Brief: Copy each of the entries below word for word, keeping every line as it appears.

Exercise input:
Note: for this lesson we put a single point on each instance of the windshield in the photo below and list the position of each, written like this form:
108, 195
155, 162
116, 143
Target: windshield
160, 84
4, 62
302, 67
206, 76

Result of this exercise:
Note: for this lesson we put a single point on each instance of the windshield in the photo below and list the position of each, written like this form:
108, 195
155, 162
116, 143
Target: windshield
160, 84
4, 62
302, 67
206, 76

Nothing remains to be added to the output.